• [VORLIEGENDER TEXT]
Hexenwahn
admin | Posted 25/10/2008 | Belletristik | Keine Kommentare »
Es ist noch nicht allzu lange her, dass die Angst vor Hexen und dem Teufel die Menschen beherrschte – und von der
Obrigkeit geschürt wurde. Sabine Weigand hat über diese finstere Zeit einen spannenden Roman geschrieben.
Wie ein schleichendes, unsichtbares Gift breitet sich die Hysterie im Bamberg des Jahres 1626 aus. Überall vermutet man plötzlich Teufelswerk und Drudenzauber.
Jeder bezichtigt jeden, und bald beginnen die Scheiterhaufen zu brennen. Am Ende dieses Wahns werden weit mehr als 1.000 Unschuldige verbrannt oder zu Tode gefoltert worden sein.
In diese erstickende Atmosphäre aus Denunziation, Folter und Feuertod kommt der junge Arzt Cornelius Weinmann.
Er hat soeben seine Medizinstudien an Universitäten von Prag, Padua und Bologna beendet und kehrt heim nach Bamberg, um die Praxis seines verstorbenen Vaters zu übernehmen.
Dort begegnet er Johanna, der ältesten Tochter des Apothekers Abdias Wolff, und verliebt sich in sie.

• [AUFGABE A] Gib den Abschnitt aus dem Text über den Bamberger Hexenwahn zwischen „Wie ein schleichendes, unsichtbares“ und „gefoltert worden sein.“, beides eingeschlossen, wortgetreu wieder.
• [AUFGABE B] Fahre mit dem Text über den Hexenwahn in Bamberg dort fort, wo er aufhört.
Das anschließende Material stammt aus einer anderen Quelle.

• [GEGEBENES MATERIAL]
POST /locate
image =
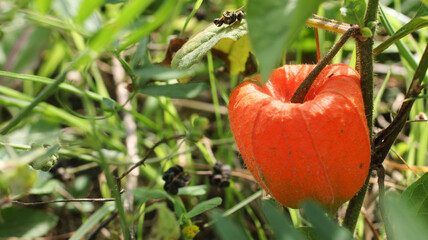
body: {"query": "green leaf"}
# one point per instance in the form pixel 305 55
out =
pixel 161 73
pixel 273 26
pixel 43 5
pixel 237 52
pixel 125 17
pixel 45 184
pixel 403 220
pixel 86 9
pixel 197 46
pixel 25 222
pixel 108 104
pixel 93 220
pixel 203 207
pixel 144 194
pixel 353 12
pixel 227 229
pixel 309 233
pixel 159 17
pixel 412 26
pixel 325 228
pixel 185 90
pixel 416 195
pixel 280 224
pixel 165 225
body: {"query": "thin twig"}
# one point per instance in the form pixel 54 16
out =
pixel 66 200
pixel 302 90
pixel 365 68
pixel 381 181
pixel 384 139
pixel 102 225
pixel 375 234
pixel 141 162
pixel 131 135
pixel 404 162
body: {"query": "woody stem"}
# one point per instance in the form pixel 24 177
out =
pixel 300 94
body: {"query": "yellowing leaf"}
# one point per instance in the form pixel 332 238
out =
pixel 197 46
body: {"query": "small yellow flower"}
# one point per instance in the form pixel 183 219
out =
pixel 190 231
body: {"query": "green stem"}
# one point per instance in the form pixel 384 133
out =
pixel 365 55
pixel 46 92
pixel 381 182
pixel 300 94
pixel 106 169
pixel 214 94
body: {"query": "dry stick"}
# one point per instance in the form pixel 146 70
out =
pixel 300 94
pixel 131 135
pixel 67 200
pixel 384 139
pixel 381 182
pixel 102 225
pixel 141 162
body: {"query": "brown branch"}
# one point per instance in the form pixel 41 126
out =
pixel 102 225
pixel 381 182
pixel 384 139
pixel 141 162
pixel 302 90
pixel 66 200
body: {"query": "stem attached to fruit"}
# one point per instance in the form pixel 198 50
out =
pixel 327 24
pixel 300 94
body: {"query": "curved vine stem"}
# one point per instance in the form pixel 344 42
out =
pixel 300 94
pixel 365 63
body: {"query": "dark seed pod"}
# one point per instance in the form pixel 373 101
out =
pixel 174 179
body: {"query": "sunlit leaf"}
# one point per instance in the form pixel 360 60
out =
pixel 280 224
pixel 165 225
pixel 184 90
pixel 413 25
pixel 25 222
pixel 86 9
pixel 237 52
pixel 197 46
pixel 227 229
pixel 324 227
pixel 94 219
pixel 43 5
pixel 352 11
pixel 127 14
pixel 401 215
pixel 273 26
pixel 416 195
pixel 159 17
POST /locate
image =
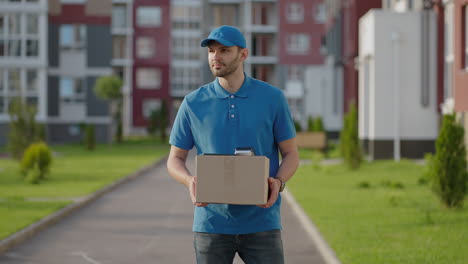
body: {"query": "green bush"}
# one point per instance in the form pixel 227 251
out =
pixel 310 124
pixel 23 130
pixel 318 125
pixel 350 147
pixel 36 162
pixel 297 126
pixel 89 137
pixel 448 173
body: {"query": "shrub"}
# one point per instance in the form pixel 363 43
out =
pixel 23 128
pixel 36 162
pixel 310 124
pixel 89 137
pixel 350 147
pixel 448 173
pixel 297 126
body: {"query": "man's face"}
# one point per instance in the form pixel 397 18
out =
pixel 224 60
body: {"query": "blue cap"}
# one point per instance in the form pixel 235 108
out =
pixel 227 36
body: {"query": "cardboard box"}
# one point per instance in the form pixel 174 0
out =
pixel 232 179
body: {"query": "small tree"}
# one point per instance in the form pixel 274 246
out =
pixel 36 162
pixel 318 124
pixel 350 147
pixel 448 173
pixel 23 128
pixel 109 88
pixel 89 137
pixel 310 124
pixel 153 123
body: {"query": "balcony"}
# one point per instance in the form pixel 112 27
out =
pixel 225 1
pixel 262 28
pixel 262 60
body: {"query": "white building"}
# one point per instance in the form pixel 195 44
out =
pixel 23 57
pixel 397 83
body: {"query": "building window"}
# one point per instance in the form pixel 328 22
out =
pixel 149 16
pixel 148 78
pixel 145 47
pixel 295 13
pixel 149 106
pixel 119 47
pixel 119 16
pixel 32 81
pixel 320 13
pixel 295 72
pixel 72 36
pixel 71 90
pixel 225 15
pixel 14 82
pixel 298 44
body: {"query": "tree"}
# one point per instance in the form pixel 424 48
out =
pixel 318 124
pixel 310 124
pixel 448 173
pixel 110 88
pixel 158 121
pixel 350 147
pixel 23 128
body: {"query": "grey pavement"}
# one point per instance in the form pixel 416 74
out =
pixel 146 220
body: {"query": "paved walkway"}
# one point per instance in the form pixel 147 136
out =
pixel 146 220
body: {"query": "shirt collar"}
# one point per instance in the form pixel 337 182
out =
pixel 242 92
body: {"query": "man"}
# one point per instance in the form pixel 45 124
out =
pixel 235 111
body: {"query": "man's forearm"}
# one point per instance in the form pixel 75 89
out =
pixel 288 166
pixel 177 169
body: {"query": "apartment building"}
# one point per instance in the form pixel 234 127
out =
pixel 79 41
pixel 23 57
pixel 151 59
pixel 397 82
pixel 460 66
pixel 258 21
pixel 122 56
pixel 307 82
pixel 187 64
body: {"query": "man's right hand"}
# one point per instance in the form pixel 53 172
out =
pixel 192 186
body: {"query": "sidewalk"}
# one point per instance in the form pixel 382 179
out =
pixel 146 220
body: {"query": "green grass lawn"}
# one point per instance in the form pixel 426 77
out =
pixel 75 172
pixel 393 220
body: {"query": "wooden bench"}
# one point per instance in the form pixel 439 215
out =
pixel 311 140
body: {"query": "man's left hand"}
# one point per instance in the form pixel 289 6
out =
pixel 273 186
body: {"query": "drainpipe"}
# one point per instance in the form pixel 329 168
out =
pixel 396 94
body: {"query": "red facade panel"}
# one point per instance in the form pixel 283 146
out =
pixel 460 69
pixel 158 59
pixel 309 26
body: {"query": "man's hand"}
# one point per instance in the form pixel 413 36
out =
pixel 192 186
pixel 273 187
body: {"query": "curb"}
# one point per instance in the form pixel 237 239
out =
pixel 324 249
pixel 28 232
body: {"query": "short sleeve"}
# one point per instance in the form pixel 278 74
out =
pixel 283 128
pixel 181 133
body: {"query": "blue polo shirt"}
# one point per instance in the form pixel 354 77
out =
pixel 216 121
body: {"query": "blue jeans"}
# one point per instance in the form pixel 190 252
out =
pixel 263 247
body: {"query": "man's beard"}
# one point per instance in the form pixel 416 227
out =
pixel 228 68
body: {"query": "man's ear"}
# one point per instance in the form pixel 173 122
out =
pixel 244 54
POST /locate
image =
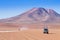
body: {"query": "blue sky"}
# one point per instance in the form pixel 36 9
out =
pixel 10 8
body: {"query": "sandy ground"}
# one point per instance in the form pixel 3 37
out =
pixel 31 34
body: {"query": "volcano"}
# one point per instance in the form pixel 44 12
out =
pixel 34 15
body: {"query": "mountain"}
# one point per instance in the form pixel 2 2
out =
pixel 34 15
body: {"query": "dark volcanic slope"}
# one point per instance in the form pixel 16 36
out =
pixel 35 15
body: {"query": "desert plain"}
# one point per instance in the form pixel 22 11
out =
pixel 29 34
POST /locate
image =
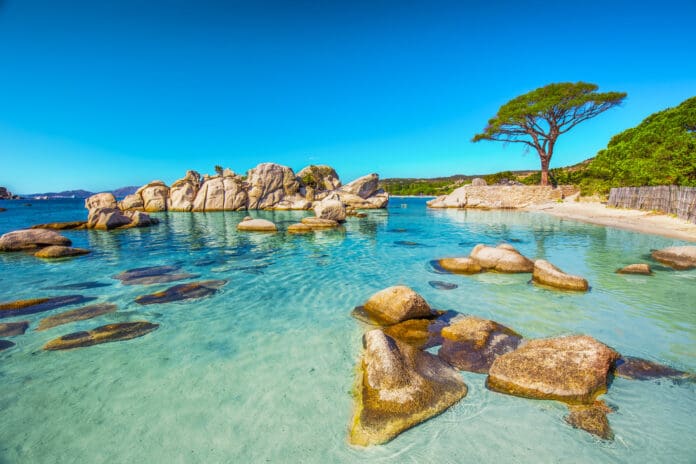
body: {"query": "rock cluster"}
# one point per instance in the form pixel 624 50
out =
pixel 500 196
pixel 267 186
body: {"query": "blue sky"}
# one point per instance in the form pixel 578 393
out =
pixel 102 94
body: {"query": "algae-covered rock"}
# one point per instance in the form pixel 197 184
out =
pixel 181 292
pixel 632 368
pixel 104 334
pixel 10 329
pixel 79 314
pixel 643 269
pixel 29 239
pixel 471 343
pixel 503 258
pixel 547 274
pixel 679 257
pixel 462 265
pixel 38 305
pixel 399 386
pixel 57 251
pixel 591 418
pixel 572 369
pixel 396 304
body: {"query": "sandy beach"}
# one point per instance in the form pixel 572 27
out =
pixel 646 222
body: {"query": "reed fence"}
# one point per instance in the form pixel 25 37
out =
pixel 669 199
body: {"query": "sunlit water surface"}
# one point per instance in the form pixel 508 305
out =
pixel 263 371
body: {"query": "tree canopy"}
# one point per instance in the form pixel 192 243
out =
pixel 661 150
pixel 538 117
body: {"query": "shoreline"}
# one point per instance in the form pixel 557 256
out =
pixel 646 222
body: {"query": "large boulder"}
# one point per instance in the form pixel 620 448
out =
pixel 679 257
pixel 503 258
pixel 396 304
pixel 547 274
pixel 269 183
pixel 101 200
pixel 364 187
pixel 319 178
pixel 471 343
pixel 29 239
pixel 331 208
pixel 183 192
pixel 221 193
pixel 155 196
pixel 572 369
pixel 399 386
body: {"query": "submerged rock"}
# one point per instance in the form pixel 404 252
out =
pixel 5 344
pixel 57 251
pixel 503 258
pixel 10 329
pixel 29 239
pixel 470 343
pixel 547 274
pixel 441 285
pixel 399 386
pixel 257 225
pixel 573 369
pixel 643 269
pixel 181 292
pixel 38 305
pixel 680 257
pixel 396 304
pixel 104 334
pixel 463 265
pixel 591 418
pixel 632 368
pixel 79 314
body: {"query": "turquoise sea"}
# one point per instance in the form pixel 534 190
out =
pixel 263 370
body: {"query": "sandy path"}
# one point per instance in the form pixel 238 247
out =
pixel 640 221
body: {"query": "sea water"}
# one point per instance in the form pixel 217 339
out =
pixel 263 370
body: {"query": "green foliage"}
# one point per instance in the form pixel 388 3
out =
pixel 538 117
pixel 661 150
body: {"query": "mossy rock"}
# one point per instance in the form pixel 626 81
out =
pixel 104 334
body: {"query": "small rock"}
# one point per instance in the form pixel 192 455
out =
pixel 104 334
pixel 257 225
pixel 680 257
pixel 57 251
pixel 399 386
pixel 10 329
pixel 29 239
pixel 546 273
pixel 79 314
pixel 181 292
pixel 643 269
pixel 396 304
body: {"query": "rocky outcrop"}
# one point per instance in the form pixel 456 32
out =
pixel 470 343
pixel 396 304
pixel 104 334
pixel 572 369
pixel 57 251
pixel 679 257
pixel 643 269
pixel 79 314
pixel 31 239
pixel 399 386
pixel 193 290
pixel 257 225
pixel 547 274
pixel 500 196
pixel 183 192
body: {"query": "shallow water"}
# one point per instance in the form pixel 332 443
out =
pixel 263 370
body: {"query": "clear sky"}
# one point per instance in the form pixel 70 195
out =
pixel 99 94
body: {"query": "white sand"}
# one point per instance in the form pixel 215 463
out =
pixel 646 222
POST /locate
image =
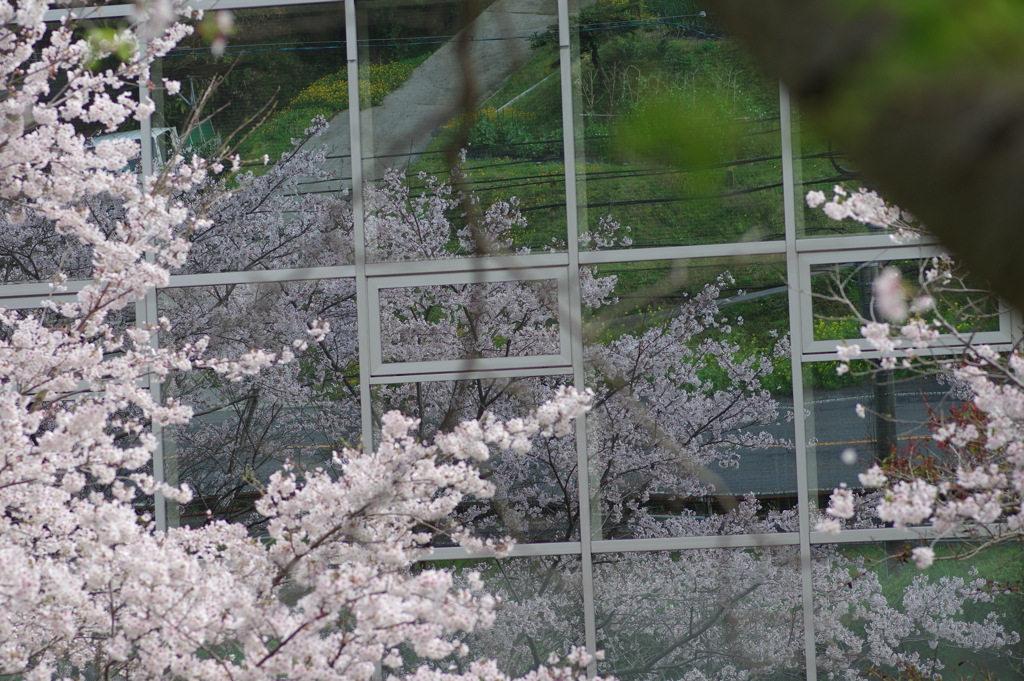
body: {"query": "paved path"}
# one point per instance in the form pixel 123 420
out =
pixel 401 126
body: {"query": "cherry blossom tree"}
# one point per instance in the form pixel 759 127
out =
pixel 973 483
pixel 315 578
pixel 88 586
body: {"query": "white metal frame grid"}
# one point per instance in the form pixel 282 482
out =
pixel 371 278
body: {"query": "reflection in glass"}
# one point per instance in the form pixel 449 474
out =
pixel 536 497
pixel 282 67
pixel 819 166
pixel 678 132
pixel 469 321
pixel 879 618
pixel 898 408
pixel 472 87
pixel 244 430
pixel 715 613
pixel 844 291
pixel 692 405
pixel 540 612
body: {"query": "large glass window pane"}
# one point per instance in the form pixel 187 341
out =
pixel 469 85
pixel 819 166
pixel 244 430
pixel 677 130
pixel 693 403
pixel 280 68
pixel 536 496
pixel 843 295
pixel 467 321
pixel 897 407
pixel 716 613
pixel 540 613
pixel 880 618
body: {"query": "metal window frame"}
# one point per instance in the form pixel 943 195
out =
pixel 801 253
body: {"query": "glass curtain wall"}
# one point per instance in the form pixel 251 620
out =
pixel 488 209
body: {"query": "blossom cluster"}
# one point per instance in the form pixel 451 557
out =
pixel 985 484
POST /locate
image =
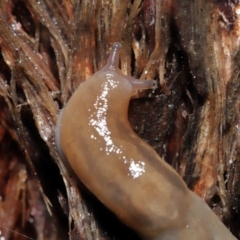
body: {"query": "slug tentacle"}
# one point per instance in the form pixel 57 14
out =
pixel 113 59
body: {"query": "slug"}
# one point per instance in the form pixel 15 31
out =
pixel 124 172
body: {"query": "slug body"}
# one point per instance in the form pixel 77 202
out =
pixel 124 172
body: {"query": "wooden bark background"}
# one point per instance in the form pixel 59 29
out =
pixel 192 120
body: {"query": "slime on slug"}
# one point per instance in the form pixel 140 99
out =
pixel 125 173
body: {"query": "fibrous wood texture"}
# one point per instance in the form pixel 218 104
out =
pixel 192 120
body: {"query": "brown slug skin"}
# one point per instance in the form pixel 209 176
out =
pixel 123 171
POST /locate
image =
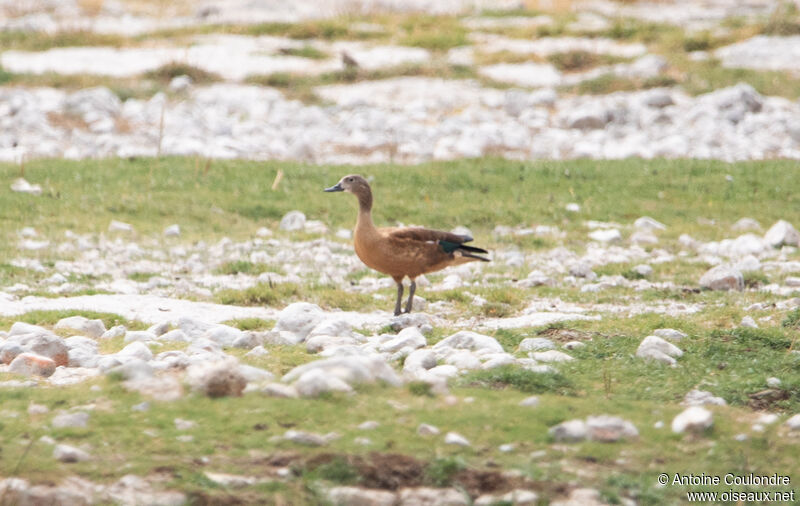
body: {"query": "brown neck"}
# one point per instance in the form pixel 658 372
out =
pixel 364 207
pixel 364 196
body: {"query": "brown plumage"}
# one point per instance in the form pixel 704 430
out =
pixel 402 252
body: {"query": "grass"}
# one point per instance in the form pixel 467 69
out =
pixel 576 61
pixel 437 33
pixel 305 52
pixel 675 192
pixel 242 435
pixel 168 72
pixel 247 267
pixel 301 87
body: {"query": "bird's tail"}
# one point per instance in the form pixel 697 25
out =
pixel 462 250
pixel 469 252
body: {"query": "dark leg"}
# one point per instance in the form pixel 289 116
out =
pixel 399 297
pixel 411 289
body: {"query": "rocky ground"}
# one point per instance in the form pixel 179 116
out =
pixel 719 80
pixel 197 328
pixel 495 380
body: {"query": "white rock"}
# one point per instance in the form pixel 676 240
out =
pixel 425 429
pixel 701 397
pixel 669 334
pixel 355 496
pixel 114 332
pixel 606 235
pixel 217 379
pixel 136 349
pixel 31 364
pixel 653 347
pixel 280 390
pixel 722 277
pixel 536 344
pixel 79 419
pixel 20 185
pixel 648 223
pixel 305 438
pixel 552 356
pixel 409 337
pixel 91 328
pixel 425 496
pixel 316 382
pixel 517 497
pixel 454 438
pixel 293 221
pixel 119 226
pixel 299 319
pixel 350 369
pixel 607 428
pixel 692 419
pixel 464 360
pixel 793 423
pixel 745 224
pixel 139 335
pixel 174 336
pixel 419 360
pixel 66 453
pixel 748 322
pixel 466 339
pixel 231 480
pixel 773 382
pixel 782 233
pixel 172 230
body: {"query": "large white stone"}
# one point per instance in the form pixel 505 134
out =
pixel 299 319
pixel 722 277
pixel 782 233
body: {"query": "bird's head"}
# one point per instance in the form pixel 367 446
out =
pixel 352 183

• [ANTWORT A]
Wie ein schleichendes, unsichtbares Gift breitet sich die Hysterie im Bamberg des Jahres 1626 aus. Überall vermutet man plötzlich Teufelswerk und Drudenzauber.
Jeder bezichtigt jeden, und bald beginnen die Scheiterhaufen zu brennen. Am Ende dieses Wahns werden weit mehr als 1.000 Unschuldige verbrannt oder zu Tode gefoltert worden sein.

• [ANTWORT B]
Diese beiden jungen Leute stehen im Zentrum des Romans "Die Seelen im Feuer", in dem die Schriftstellerin und Historikerin Sabine Weigand die Leser auf eine intensive Reise in dunkle Zeiten mitnimmt: Zeiten, in denen Glaube und Aberglaube untrennbar miteinander verbunden waren und Herrscher dies als Instrument des Machterhalts zu nutzen wussten.
"Der Glaube an Hexerei ist so alt wie die Menschheit selbst", sagt Sabine Weigand. "Und die Zeit, in der Hexen
und Dämonen zum Alltagsinventar unserer eigenen Vorfahren gehörten, ist noch gar nicht so lange her.
Erst im Laufe der letzten 300 Jahre konnte sich die westliche Zivilisation einigermaßen von diesem Anschauungsmuster lösen. Die Unvollkommenheit dieses geistigen Emanzipationsprozesses ist unschwer an den gefüllten Kassen von Wahrsagern, Geistheilern und Okkultisten abzulesen."
Die Autorin erzählt in ihrem historischen Roman eine spannende Geschichte. Der Fürstbischof Fuchs von Dornheim regiert sein Reich von seiner Residenz Schloss Geyerswörth aus.
Er sieht das prosperierende Bamberg, doch das wachsende Selbstbewusstsein seiner Bürgerschaft ist ihm ein Dorn im Auge. Jedes Mittel ist ihm recht, um die freien Franken im Allgemeinen und die Stadträte und Bürgermeister Bambergs
im Besonderen in ihre Schranken zu weisen.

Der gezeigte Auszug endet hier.